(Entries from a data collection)
***
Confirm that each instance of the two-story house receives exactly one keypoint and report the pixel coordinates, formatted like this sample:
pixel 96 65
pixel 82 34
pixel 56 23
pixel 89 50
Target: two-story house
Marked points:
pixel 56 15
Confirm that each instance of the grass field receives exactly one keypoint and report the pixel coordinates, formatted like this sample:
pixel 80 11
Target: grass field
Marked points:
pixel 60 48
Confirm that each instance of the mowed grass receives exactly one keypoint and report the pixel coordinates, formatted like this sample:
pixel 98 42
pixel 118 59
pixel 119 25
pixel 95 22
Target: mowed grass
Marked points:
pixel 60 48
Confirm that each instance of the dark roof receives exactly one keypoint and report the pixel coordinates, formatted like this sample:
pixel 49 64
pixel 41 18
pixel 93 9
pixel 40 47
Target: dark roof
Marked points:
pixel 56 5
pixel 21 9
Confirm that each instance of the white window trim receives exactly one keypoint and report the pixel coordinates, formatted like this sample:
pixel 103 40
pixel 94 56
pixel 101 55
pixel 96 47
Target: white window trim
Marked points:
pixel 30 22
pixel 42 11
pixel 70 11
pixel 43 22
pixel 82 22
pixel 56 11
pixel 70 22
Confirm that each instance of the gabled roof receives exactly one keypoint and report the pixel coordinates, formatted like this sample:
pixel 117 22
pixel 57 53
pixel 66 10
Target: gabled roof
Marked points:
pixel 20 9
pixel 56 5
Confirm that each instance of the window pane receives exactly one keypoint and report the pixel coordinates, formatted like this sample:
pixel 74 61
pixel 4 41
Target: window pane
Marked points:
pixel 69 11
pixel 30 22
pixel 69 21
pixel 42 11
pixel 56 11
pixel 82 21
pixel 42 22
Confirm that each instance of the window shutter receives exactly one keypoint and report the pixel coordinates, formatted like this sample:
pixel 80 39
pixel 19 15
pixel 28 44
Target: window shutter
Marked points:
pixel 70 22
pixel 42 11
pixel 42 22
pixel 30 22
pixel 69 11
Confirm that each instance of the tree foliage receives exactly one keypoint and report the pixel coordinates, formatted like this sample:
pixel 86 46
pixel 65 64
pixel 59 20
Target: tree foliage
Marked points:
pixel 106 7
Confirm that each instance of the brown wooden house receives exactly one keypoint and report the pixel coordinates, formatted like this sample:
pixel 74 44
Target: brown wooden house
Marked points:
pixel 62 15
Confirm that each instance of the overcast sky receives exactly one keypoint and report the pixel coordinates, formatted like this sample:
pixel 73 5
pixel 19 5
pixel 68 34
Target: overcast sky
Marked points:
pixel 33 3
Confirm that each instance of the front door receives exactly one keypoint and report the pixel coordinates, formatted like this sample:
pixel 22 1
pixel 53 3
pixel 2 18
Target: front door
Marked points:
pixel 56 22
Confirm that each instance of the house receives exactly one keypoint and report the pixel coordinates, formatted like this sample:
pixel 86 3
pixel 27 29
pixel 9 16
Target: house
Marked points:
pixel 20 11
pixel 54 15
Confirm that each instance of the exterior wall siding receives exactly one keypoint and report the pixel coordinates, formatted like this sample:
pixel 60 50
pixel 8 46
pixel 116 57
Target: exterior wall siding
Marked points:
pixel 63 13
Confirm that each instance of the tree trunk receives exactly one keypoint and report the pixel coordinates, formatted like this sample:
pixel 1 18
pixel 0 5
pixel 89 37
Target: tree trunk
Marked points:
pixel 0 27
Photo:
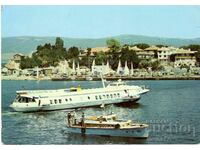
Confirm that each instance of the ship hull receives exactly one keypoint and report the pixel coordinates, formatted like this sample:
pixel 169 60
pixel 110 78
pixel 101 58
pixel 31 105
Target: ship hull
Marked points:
pixel 124 132
pixel 75 105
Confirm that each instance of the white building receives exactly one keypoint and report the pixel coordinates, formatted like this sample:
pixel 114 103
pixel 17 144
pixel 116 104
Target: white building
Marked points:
pixel 184 57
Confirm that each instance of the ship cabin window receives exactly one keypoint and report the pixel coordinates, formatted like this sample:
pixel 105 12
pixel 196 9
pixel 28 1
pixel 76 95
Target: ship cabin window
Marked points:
pixel 111 96
pixel 25 100
pixel 107 96
pixel 115 95
pixel 118 94
pixel 55 101
pixel 51 102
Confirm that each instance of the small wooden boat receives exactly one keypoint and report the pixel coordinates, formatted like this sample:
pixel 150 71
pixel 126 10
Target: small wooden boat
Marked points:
pixel 107 126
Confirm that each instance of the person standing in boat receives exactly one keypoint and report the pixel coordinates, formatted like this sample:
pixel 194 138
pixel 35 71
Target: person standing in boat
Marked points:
pixel 69 119
pixel 83 119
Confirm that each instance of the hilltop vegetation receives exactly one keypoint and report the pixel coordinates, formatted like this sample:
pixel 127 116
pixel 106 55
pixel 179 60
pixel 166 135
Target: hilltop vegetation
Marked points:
pixel 27 44
pixel 51 54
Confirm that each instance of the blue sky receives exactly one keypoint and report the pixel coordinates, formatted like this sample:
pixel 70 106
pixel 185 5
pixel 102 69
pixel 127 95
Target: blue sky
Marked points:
pixel 101 21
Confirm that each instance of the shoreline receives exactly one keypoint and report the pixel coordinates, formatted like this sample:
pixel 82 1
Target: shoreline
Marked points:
pixel 106 78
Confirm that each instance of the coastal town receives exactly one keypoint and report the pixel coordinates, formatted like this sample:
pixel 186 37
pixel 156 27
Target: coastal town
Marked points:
pixel 172 63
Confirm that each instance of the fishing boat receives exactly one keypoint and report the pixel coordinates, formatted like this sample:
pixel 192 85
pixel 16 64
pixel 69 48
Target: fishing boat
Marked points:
pixel 106 126
pixel 76 97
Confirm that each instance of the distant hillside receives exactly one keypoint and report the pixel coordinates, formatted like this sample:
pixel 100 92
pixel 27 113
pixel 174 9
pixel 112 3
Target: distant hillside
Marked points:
pixel 27 44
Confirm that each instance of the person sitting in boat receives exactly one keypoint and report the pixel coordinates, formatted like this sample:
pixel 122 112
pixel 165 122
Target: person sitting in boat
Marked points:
pixel 69 119
pixel 82 120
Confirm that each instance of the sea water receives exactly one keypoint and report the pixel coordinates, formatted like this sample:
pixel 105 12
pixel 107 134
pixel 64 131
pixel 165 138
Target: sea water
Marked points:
pixel 171 108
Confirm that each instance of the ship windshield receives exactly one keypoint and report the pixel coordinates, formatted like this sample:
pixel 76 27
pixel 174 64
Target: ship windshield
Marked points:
pixel 25 99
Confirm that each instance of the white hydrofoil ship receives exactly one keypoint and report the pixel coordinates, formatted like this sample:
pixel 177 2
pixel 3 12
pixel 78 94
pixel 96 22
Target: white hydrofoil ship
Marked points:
pixel 48 100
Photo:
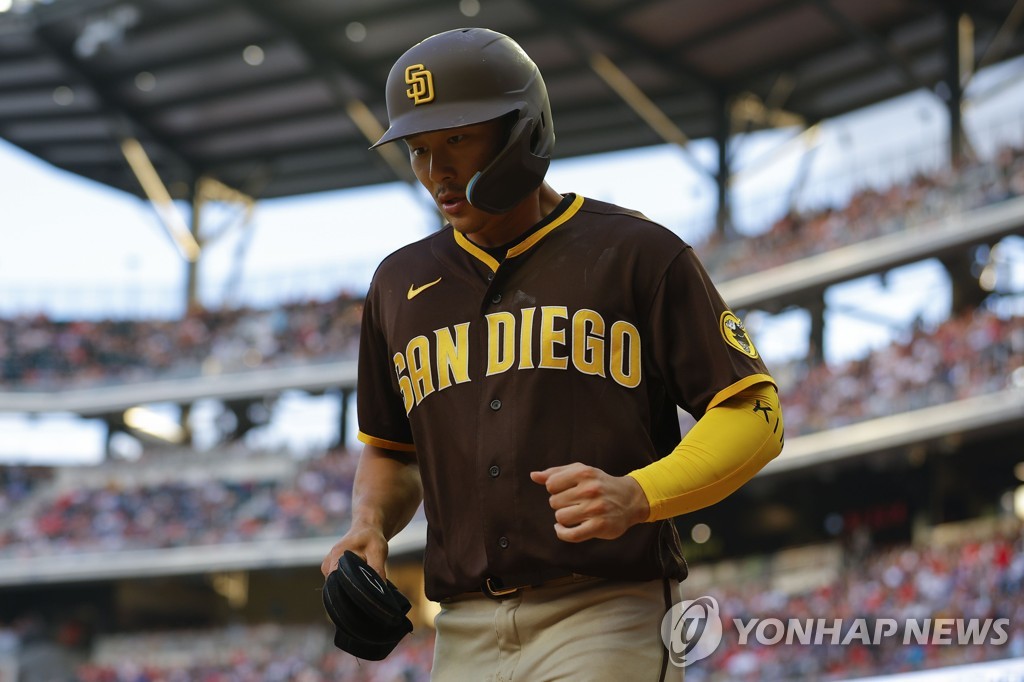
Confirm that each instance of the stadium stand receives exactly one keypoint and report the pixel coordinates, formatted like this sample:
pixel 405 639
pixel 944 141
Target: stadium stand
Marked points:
pixel 915 530
pixel 967 570
pixel 187 500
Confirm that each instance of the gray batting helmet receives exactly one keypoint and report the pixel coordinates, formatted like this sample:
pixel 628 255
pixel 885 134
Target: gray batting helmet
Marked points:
pixel 468 76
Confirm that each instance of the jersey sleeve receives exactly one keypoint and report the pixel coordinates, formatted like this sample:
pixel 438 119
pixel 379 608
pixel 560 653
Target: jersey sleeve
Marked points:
pixel 383 421
pixel 700 347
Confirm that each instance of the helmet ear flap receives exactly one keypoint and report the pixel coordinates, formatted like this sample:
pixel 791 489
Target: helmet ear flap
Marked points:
pixel 514 172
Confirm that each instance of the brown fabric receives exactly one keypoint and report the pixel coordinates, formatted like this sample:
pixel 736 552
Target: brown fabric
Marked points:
pixel 633 330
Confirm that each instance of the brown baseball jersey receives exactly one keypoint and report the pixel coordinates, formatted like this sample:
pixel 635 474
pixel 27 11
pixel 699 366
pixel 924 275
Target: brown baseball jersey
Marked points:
pixel 576 347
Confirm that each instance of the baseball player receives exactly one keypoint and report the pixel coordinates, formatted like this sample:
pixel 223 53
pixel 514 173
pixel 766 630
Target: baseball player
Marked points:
pixel 520 372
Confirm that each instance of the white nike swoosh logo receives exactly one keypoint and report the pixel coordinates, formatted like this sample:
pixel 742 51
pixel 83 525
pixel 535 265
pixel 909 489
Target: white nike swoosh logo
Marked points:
pixel 416 291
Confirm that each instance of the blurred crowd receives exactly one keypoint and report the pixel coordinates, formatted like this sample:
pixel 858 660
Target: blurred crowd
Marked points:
pixel 976 577
pixel 869 213
pixel 974 353
pixel 313 502
pixel 41 353
pixel 253 653
pixel 38 352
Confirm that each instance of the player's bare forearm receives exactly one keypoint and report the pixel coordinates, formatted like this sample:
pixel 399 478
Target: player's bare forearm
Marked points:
pixel 386 494
pixel 591 504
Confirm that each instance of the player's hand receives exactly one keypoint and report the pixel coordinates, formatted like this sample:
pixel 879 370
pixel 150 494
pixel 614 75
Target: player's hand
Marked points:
pixel 590 503
pixel 366 541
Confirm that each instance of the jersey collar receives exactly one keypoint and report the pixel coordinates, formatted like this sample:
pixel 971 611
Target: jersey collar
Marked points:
pixel 523 246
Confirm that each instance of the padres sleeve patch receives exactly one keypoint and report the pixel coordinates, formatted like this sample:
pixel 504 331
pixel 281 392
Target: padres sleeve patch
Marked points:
pixel 735 335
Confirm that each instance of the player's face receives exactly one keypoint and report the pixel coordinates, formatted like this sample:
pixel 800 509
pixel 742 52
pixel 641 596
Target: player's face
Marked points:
pixel 445 160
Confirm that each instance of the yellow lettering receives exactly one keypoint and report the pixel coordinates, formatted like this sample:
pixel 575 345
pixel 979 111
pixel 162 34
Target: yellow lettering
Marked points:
pixel 501 342
pixel 404 385
pixel 588 342
pixel 418 353
pixel 625 366
pixel 550 337
pixel 526 339
pixel 453 355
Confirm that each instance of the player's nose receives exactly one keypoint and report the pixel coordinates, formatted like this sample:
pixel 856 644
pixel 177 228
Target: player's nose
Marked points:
pixel 441 167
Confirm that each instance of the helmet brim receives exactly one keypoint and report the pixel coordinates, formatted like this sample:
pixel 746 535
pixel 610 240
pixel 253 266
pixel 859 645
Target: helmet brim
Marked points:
pixel 443 117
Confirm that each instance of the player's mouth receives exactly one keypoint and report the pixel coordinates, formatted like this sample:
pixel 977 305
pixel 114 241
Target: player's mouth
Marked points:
pixel 452 203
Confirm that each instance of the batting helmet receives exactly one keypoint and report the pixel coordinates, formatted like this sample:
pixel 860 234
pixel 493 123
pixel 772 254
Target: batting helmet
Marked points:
pixel 468 76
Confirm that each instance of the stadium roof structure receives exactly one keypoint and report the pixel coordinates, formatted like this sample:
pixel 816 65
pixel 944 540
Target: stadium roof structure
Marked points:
pixel 280 98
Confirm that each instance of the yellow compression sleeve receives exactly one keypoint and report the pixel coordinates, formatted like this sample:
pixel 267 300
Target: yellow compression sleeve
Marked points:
pixel 723 451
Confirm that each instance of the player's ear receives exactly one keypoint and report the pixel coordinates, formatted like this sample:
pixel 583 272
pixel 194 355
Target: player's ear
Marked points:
pixel 514 173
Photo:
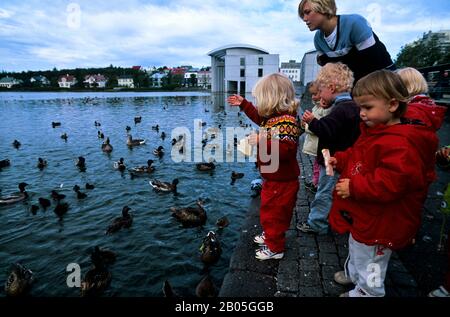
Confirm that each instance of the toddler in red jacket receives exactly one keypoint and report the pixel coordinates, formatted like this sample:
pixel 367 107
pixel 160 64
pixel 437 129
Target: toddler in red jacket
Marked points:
pixel 278 139
pixel 384 181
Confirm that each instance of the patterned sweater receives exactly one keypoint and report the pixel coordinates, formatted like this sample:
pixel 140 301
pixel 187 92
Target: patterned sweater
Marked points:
pixel 276 163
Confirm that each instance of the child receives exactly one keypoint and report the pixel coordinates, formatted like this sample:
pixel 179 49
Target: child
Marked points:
pixel 384 182
pixel 337 131
pixel 276 114
pixel 344 38
pixel 311 142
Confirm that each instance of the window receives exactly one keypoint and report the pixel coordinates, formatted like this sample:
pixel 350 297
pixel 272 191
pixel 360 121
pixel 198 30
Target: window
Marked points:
pixel 260 72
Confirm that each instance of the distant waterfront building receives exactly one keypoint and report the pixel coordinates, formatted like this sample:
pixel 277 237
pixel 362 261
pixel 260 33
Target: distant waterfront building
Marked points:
pixel 40 80
pixel 292 70
pixel 238 67
pixel 125 81
pixel 95 81
pixel 310 69
pixel 67 81
pixel 9 82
***
> **What to produce**:
Please reproduce the part that opens with the first line of the entries and closes with the line containing "pixel 56 15", swapping "two-story house" for "two-story home" and leaving everything else unchanged.

> **Answer to this exercise**:
Confirm that each instance of the two-story home receives exactly one keypoint and report the pixel coordinates, formatted like this sample:
pixel 96 65
pixel 82 34
pixel 56 23
pixel 89 50
Target: two-story home
Marked points:
pixel 56 15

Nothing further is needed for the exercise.